**How to complete this task**. Each line from the one containing "Can you see the white fireplace" through the last line of the records below is to be set down exactly; the rest stays out.

**Material shown**.

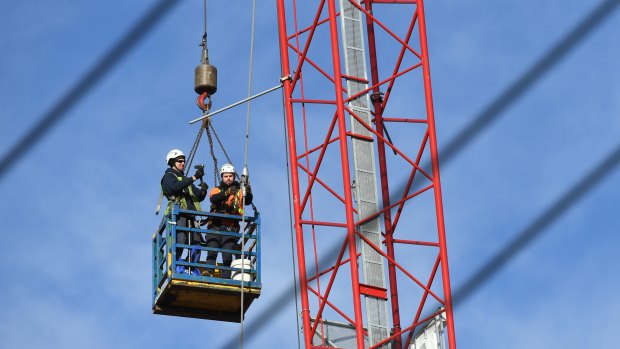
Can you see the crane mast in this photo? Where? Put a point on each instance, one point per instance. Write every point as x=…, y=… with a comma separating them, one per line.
x=351, y=248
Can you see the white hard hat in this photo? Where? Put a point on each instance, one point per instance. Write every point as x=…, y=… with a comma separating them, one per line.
x=227, y=168
x=173, y=154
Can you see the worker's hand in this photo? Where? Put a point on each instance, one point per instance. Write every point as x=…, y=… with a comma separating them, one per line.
x=231, y=191
x=199, y=173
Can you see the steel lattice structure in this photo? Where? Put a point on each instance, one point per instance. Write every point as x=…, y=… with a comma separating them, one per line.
x=337, y=121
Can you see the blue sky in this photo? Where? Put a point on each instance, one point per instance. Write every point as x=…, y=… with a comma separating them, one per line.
x=77, y=211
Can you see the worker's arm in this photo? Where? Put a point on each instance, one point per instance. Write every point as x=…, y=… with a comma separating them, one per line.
x=248, y=195
x=201, y=193
x=216, y=195
x=172, y=186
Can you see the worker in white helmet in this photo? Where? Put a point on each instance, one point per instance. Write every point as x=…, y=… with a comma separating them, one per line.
x=226, y=198
x=181, y=190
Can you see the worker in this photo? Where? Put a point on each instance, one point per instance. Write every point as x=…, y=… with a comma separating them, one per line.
x=226, y=198
x=180, y=190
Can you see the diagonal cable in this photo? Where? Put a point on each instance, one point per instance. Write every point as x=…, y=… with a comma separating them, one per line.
x=489, y=114
x=535, y=229
x=85, y=85
x=534, y=74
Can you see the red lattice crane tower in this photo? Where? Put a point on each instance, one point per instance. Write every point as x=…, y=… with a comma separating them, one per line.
x=368, y=214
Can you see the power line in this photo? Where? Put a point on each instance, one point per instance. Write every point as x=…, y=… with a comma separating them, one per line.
x=85, y=85
x=488, y=115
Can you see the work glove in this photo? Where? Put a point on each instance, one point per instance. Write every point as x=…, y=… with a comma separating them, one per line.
x=199, y=173
x=231, y=191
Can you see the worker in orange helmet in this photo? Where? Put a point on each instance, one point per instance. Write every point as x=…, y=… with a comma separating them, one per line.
x=226, y=198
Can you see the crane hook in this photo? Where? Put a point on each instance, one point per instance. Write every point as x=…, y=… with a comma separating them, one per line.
x=201, y=101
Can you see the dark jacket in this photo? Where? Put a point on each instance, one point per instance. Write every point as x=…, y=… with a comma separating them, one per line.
x=183, y=188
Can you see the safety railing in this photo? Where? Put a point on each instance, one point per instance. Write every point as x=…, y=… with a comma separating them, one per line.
x=165, y=261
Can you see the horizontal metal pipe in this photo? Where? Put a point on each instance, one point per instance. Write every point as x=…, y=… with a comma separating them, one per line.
x=236, y=104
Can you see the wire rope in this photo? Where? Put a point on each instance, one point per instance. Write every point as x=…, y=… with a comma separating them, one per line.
x=245, y=166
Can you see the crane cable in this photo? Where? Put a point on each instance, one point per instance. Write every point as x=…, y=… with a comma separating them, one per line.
x=244, y=176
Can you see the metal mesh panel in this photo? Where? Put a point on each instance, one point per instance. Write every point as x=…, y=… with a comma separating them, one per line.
x=336, y=335
x=365, y=174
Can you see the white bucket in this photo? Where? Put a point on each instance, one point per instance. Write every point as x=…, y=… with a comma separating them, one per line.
x=237, y=275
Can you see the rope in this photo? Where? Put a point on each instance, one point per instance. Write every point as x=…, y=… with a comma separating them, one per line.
x=220, y=143
x=215, y=165
x=245, y=166
x=193, y=151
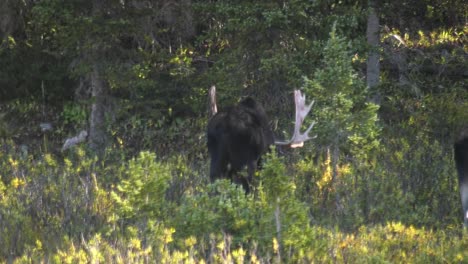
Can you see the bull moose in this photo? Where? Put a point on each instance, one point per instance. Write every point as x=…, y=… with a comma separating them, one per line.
x=239, y=135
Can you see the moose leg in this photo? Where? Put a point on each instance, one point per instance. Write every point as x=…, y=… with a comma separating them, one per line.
x=463, y=184
x=218, y=166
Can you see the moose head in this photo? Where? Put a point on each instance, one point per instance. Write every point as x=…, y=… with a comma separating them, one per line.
x=239, y=135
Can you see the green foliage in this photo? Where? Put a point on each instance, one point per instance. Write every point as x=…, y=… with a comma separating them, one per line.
x=345, y=119
x=361, y=192
x=141, y=193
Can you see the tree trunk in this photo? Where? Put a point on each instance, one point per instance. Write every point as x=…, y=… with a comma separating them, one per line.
x=99, y=92
x=373, y=63
x=97, y=128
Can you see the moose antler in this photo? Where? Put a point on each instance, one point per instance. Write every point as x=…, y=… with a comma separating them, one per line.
x=212, y=95
x=297, y=140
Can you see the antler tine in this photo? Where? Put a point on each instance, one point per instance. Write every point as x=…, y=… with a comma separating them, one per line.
x=302, y=110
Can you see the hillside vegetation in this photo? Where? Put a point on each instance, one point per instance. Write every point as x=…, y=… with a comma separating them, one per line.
x=377, y=185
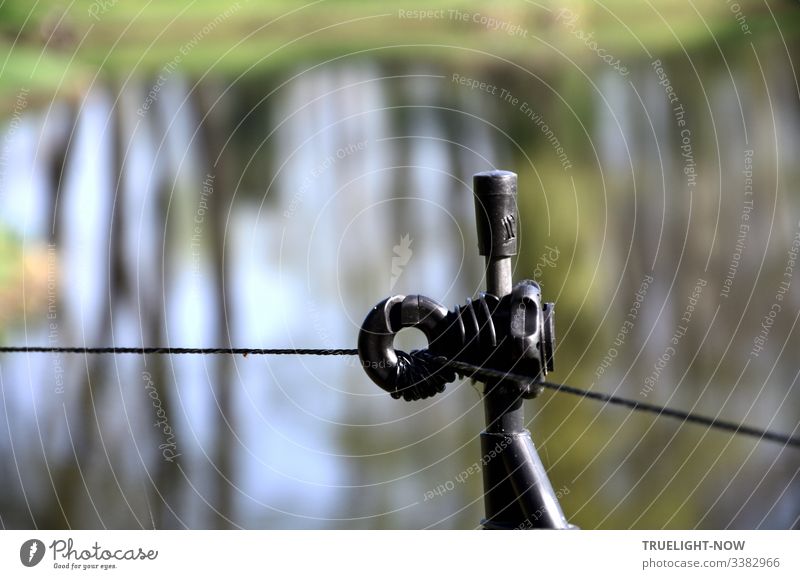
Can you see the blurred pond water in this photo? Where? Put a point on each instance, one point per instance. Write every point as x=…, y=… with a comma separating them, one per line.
x=253, y=218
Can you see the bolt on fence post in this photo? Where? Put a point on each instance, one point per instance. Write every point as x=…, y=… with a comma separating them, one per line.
x=517, y=492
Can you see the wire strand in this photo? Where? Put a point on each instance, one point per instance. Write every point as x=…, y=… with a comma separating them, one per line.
x=461, y=367
x=716, y=423
x=169, y=351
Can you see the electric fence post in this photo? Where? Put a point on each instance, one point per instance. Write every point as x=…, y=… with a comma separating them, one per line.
x=517, y=492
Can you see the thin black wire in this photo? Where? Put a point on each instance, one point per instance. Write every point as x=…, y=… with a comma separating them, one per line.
x=461, y=367
x=159, y=350
x=725, y=425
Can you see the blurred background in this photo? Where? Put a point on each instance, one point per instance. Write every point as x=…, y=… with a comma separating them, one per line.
x=260, y=174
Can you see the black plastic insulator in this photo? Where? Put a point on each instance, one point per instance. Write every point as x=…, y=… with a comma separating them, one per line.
x=495, y=212
x=511, y=334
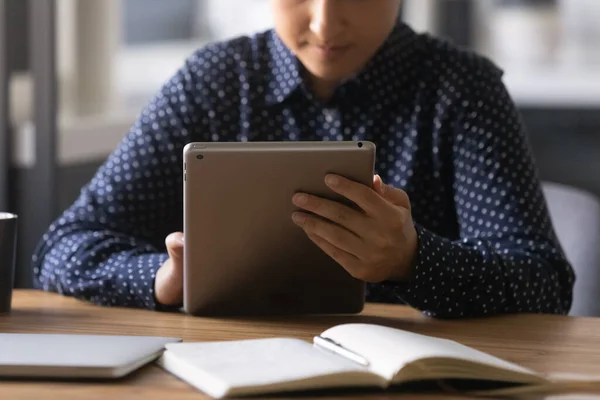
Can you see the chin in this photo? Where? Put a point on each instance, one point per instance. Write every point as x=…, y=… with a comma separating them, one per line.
x=331, y=74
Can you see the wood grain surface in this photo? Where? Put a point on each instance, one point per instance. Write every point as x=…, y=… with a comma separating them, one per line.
x=545, y=343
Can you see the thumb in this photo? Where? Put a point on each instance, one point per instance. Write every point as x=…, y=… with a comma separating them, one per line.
x=395, y=196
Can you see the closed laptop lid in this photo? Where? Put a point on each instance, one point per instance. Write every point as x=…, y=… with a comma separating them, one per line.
x=76, y=356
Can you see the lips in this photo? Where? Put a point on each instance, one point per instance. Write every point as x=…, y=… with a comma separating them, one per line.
x=331, y=51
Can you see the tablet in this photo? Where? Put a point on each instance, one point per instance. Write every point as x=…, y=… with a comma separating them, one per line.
x=243, y=255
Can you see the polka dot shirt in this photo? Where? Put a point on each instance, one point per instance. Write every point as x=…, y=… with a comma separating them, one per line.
x=446, y=131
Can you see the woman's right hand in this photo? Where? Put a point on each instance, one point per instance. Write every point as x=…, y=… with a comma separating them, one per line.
x=168, y=285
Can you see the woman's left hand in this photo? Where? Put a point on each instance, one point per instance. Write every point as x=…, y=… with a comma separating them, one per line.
x=374, y=244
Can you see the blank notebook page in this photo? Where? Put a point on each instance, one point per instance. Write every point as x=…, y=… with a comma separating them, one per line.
x=261, y=361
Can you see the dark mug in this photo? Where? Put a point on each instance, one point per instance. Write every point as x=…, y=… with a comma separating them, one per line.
x=8, y=247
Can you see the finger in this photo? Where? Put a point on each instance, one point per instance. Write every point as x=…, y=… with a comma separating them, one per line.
x=394, y=195
x=174, y=243
x=334, y=234
x=348, y=261
x=378, y=185
x=363, y=196
x=334, y=211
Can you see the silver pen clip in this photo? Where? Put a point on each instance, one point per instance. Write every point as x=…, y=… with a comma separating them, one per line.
x=335, y=347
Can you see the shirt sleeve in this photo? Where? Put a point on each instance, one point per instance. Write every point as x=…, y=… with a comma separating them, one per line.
x=107, y=247
x=508, y=258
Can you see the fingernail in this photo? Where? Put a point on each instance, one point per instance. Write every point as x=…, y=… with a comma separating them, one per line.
x=300, y=199
x=332, y=180
x=298, y=218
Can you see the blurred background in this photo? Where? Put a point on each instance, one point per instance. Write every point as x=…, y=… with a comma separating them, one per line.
x=74, y=74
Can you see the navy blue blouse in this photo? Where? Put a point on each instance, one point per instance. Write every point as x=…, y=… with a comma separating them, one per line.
x=447, y=133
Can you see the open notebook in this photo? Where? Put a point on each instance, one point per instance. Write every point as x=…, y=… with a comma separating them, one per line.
x=349, y=355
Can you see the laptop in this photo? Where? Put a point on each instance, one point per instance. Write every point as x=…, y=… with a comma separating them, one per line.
x=243, y=255
x=65, y=356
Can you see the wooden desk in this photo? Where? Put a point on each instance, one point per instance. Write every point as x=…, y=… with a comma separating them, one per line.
x=545, y=343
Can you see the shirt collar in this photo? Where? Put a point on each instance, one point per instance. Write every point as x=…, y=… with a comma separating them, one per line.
x=284, y=75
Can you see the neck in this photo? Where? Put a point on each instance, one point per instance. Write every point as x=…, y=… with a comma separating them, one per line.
x=322, y=89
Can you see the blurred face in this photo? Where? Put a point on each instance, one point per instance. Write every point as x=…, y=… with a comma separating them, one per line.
x=334, y=39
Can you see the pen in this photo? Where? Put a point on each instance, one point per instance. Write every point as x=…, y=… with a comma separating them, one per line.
x=335, y=347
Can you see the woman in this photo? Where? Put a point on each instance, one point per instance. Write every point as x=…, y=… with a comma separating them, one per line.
x=461, y=230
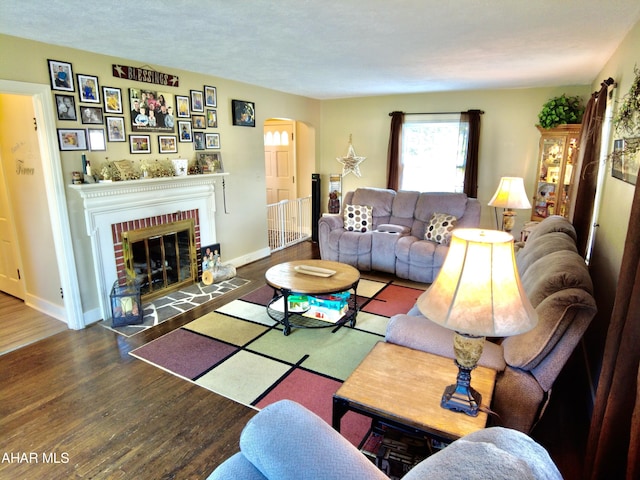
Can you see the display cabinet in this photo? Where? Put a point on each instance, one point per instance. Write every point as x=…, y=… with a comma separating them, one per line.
x=555, y=180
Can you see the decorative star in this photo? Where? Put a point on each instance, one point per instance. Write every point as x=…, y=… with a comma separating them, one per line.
x=351, y=162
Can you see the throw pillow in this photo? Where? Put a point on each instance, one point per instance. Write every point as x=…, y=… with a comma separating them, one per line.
x=358, y=218
x=440, y=227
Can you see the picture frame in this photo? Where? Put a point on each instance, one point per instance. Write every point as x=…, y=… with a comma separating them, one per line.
x=184, y=131
x=61, y=75
x=88, y=88
x=115, y=129
x=198, y=140
x=624, y=165
x=244, y=113
x=210, y=162
x=139, y=144
x=91, y=115
x=112, y=100
x=212, y=118
x=212, y=141
x=96, y=139
x=197, y=101
x=72, y=139
x=151, y=111
x=182, y=107
x=167, y=144
x=66, y=107
x=198, y=122
x=210, y=96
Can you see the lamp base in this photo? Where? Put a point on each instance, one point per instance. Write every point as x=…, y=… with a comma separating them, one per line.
x=463, y=399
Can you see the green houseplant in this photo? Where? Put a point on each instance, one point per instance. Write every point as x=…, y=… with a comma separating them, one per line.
x=561, y=110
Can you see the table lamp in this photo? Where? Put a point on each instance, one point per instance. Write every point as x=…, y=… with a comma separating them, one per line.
x=477, y=294
x=510, y=194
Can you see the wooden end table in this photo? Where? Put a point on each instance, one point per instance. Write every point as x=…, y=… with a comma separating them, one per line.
x=403, y=387
x=287, y=279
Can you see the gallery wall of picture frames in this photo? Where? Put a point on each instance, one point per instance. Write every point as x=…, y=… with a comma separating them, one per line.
x=152, y=119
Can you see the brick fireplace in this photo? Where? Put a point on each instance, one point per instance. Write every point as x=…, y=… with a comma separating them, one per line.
x=113, y=208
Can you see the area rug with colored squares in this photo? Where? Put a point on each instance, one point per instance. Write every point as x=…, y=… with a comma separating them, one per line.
x=240, y=352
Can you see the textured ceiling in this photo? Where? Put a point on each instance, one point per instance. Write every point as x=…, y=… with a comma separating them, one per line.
x=343, y=48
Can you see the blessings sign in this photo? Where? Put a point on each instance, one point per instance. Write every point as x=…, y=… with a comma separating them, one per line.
x=144, y=75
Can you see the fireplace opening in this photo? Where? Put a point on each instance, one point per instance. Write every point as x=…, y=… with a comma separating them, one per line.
x=162, y=258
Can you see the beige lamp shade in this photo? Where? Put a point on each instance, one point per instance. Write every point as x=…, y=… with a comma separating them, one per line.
x=510, y=194
x=478, y=290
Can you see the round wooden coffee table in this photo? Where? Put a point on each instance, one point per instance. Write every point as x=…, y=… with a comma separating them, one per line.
x=311, y=277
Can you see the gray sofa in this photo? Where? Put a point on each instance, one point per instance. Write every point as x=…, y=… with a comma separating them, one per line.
x=285, y=441
x=559, y=287
x=395, y=238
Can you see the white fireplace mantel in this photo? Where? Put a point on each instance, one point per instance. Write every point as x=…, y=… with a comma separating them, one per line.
x=113, y=202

**Your solution**.
Can you see the white fireplace mantel in this photo? Where? Put a point on each instance, one point per instance. Write every point as x=…, y=… with a comma separating them, one per line.
x=113, y=202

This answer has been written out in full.